## Directives
a - Using the commentary on the credit downgrade, explain how Osborne resolved the apparent contradiction that Balls raised.
b - According to the commentary on the credit downgrade, which two forms would Labour's borrowing for growth take?
c - Echo the commentary on the credit downgrade between "Labour needs an" and "borrow for growth.", inclusive.

## Text section
Labour needs an answer to Osborne's charge that it would "borrow more"

If the party wants to attack Osborne on this territory, it needs to explain why and how it would borrow for growth.

The loss of Britain's AAA credit rating was a humiliating moment for George Osborne but as this afternoon's Commons clash with Ed Balls demonstrated, the Chancellor's position is stronger than it first appears. After asking Osborne an urgent question on the downgrade, Balls declared: 

He has gone in a weekend from saying he must stick to his plan to avoid a downgrade, to saying the downgrade is now the reason he must stick to his plan.
It was a neat line but Osborne had little trouble resolving this apparent contradiction. In its explanation of the downgrade, Moody's warned against "reduced political commitment to fiscal consolidation". Citing these words, Osborne said that while there would be no "reduced commitment from this government", Labour's answer to "too much borrowing" is "to add to it". The difference, of course, is that while Labour would borrow for growth (in the form of tax cuts and higher infrastructure spending), the coalition is borrowing to meet the cost of failure (in the form of lower growth and higher long-term unemployment).

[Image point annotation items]
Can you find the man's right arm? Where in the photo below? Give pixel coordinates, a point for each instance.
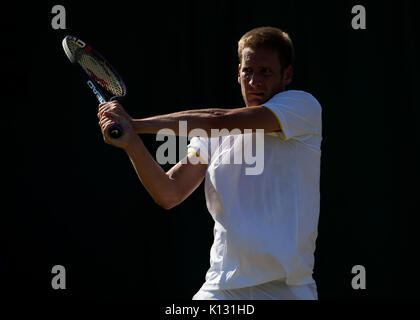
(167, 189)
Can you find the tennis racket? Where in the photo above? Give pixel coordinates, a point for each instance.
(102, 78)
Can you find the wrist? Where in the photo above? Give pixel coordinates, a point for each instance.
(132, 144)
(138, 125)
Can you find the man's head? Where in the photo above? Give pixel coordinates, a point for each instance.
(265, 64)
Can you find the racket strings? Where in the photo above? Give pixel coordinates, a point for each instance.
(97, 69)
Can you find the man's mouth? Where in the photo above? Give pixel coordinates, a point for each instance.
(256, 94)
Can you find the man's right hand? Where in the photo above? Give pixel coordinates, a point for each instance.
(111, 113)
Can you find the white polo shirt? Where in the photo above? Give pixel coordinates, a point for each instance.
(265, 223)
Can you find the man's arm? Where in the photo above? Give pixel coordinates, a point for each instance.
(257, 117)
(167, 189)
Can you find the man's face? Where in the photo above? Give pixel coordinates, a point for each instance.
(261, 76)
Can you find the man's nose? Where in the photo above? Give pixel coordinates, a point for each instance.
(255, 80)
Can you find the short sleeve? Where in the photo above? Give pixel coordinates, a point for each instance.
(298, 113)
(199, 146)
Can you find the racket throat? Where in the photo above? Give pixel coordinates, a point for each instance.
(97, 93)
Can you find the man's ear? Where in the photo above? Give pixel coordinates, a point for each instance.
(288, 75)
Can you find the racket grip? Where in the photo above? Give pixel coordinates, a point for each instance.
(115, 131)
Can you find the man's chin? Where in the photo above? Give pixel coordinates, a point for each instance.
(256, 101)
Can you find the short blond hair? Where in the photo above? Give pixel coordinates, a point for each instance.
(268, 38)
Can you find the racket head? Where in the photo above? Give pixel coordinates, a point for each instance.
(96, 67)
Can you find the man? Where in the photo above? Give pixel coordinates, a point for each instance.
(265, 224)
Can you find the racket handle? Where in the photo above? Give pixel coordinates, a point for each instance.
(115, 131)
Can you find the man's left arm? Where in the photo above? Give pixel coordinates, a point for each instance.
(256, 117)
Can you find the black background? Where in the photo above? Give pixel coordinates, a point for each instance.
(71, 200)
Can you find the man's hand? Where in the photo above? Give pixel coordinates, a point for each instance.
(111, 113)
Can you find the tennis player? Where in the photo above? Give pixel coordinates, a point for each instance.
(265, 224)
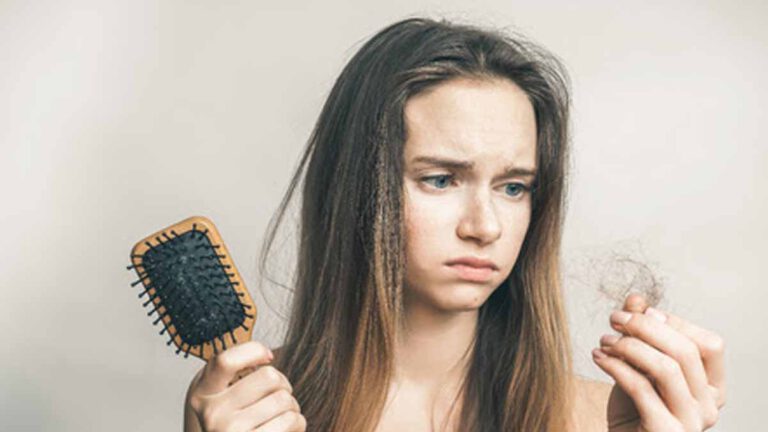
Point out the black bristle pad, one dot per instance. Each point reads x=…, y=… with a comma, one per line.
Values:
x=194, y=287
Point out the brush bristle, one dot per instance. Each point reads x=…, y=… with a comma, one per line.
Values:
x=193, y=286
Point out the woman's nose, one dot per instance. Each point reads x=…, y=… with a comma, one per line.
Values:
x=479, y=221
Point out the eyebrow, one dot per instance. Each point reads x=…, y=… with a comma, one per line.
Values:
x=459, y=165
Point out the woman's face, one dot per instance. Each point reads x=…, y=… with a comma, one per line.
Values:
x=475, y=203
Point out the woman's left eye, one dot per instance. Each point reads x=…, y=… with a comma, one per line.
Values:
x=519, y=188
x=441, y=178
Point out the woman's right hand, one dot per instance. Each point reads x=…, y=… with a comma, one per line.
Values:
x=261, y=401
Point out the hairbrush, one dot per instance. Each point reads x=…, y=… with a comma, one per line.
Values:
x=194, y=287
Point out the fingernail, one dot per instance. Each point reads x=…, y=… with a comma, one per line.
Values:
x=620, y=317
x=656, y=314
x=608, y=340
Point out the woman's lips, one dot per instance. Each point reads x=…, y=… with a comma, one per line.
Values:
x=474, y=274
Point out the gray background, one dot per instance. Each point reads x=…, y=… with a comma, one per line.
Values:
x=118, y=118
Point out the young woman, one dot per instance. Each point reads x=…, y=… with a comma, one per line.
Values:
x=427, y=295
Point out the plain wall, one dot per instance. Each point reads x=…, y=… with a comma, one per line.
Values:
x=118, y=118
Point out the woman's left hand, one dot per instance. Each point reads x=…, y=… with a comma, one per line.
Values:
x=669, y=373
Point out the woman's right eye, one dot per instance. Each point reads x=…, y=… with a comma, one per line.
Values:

## Solutions to the problems
a - Osborne cited Moody's warning against "reduced political commitment to fiscal consolidation." He then said his government would show no such reduced commitment, while Labour's answer to too much borrowing was to add to it.

b - Tax cuts and higher infrastructure spending.

c -
Labour needs an answer to Osborne's charge that it would "borrow more"

If the party wants to attack Osborne on this territory, it needs to explain why and how it would borrow for growth.